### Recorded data
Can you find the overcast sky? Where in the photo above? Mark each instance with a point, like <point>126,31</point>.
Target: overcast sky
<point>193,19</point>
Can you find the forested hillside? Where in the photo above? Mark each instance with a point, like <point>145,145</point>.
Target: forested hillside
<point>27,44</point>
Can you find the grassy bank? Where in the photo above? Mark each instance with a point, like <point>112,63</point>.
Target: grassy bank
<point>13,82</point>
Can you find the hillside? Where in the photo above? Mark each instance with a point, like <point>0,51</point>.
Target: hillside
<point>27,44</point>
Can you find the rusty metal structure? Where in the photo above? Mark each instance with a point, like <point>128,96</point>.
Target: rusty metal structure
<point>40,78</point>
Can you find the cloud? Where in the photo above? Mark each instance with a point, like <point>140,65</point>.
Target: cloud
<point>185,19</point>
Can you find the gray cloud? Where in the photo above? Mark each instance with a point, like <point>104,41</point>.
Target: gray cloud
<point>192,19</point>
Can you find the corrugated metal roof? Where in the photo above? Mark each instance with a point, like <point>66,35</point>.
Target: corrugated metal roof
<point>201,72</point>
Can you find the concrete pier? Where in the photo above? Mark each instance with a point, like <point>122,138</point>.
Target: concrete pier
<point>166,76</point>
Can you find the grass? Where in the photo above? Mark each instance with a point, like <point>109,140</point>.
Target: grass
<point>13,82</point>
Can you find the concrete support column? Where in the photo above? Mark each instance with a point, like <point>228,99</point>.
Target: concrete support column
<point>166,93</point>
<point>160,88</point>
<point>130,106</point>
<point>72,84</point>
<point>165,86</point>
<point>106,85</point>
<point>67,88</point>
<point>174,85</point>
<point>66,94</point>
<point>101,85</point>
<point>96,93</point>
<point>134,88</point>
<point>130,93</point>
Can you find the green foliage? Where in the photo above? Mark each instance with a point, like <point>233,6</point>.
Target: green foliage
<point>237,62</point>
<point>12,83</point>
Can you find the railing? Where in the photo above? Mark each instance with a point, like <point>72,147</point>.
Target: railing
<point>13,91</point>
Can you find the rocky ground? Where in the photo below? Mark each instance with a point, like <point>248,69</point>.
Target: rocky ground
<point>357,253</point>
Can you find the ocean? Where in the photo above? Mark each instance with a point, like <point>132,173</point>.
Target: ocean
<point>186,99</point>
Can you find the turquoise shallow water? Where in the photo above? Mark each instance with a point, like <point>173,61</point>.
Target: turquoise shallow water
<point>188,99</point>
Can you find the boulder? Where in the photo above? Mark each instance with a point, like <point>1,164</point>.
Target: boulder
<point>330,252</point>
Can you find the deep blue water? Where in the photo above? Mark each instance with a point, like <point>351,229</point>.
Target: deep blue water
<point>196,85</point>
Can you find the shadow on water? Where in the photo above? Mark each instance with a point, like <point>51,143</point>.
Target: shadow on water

### WORK INSTRUCTIONS
As you read the records above, find each line that contains "shadow" and copy it.

### TASK OUTPUT
Can you find the shadow on water? Where in the photo above? Mark each instance with a point, like <point>51,143</point>.
Target: shadow on water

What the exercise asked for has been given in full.